§ **QUOTED PASSAGE**:
Tuesday, April 10, 2012

Going Postal: Gun Rage in The American Workplace

I wouldn't have expected to have spent the time I just did, reading about gun rampages in America. But I did spend time enough reading the works of Mark Ames, discovering along the way that Ames has in fact written a book on the subject of gun rages in the workplace and schools: Going Postal: Rage, Murder, and Rebellion: From Reagan's Workplaces to Clinton's Columbine and Beyond Resulting in the articles that I have read today, being informed, dispassionate and not in the least sensational.

I have no intention of parsing his latest article, or any of the articles for which I shall leave links at the bottom of the page. It becomes unnecessary for me do this, Ames writes well enough, that even though you and I have never been within an ocean passage of these places and situations he describes, it's not hard to imagine, quite vividly, the unattractiveness and despair that must permeate from these godforsaken places.

The Making of a Rampage Murderer: What the Brutal Life of Oakland Shooter One L. Goh Says About America

The cruelty, predation and concentration of wealth today has sparked a new type of murder that has more in common with insurgency violence than serial murder.

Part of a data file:
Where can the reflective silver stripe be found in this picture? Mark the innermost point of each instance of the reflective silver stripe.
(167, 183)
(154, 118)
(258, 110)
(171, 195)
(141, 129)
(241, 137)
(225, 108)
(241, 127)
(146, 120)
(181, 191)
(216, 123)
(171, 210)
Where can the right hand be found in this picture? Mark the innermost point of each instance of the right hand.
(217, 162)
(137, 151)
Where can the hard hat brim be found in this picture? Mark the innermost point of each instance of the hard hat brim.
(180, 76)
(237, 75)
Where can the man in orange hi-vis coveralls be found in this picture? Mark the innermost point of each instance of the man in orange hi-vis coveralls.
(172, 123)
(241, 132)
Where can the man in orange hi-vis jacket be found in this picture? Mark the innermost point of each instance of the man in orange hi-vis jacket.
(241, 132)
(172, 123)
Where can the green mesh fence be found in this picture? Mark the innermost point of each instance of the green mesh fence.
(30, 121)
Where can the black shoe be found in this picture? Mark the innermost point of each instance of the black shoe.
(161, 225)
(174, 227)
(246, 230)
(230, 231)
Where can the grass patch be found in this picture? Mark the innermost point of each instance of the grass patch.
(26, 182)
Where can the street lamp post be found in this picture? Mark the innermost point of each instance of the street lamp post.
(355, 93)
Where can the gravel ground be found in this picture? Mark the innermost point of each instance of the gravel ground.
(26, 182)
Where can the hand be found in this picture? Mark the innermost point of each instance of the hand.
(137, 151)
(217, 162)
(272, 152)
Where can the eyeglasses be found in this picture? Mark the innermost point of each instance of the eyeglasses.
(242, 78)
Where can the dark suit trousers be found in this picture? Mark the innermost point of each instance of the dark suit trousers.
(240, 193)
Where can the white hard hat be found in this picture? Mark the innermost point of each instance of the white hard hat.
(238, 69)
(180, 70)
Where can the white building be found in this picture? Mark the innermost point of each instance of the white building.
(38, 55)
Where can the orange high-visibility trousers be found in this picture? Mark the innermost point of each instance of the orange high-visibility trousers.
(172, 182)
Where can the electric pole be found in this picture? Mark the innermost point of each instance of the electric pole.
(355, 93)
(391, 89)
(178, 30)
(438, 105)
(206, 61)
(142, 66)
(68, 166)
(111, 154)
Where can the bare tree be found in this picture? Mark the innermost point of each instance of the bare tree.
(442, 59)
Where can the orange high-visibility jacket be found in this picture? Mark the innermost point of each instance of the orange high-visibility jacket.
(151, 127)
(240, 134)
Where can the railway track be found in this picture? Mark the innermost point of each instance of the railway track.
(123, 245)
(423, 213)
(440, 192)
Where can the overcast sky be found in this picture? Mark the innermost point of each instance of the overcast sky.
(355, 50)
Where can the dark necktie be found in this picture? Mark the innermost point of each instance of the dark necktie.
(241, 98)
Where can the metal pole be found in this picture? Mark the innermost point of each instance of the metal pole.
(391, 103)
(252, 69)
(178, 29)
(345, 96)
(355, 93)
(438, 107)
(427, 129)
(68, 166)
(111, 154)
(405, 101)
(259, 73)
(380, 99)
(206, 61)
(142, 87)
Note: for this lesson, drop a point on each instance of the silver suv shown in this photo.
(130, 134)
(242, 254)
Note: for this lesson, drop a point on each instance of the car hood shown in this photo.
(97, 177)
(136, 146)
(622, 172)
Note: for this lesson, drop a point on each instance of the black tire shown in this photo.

§ **INSTRUCTIONS FOR THE TASK**:
Duplicate a passage from the blog post on workplace gun rampages word for word, beginning at the words "The Making of" and stopping after the words "than serial murder.".

§ **TASK OUTPUT**:
The Making of a Rampage Murderer: What the Brutal Life of Oakland Shooter One L. Goh Says About America

The cruelty, predation and concentration of wealth today has sparked a new type of murder that has more in common with insurgency violence than serial murder.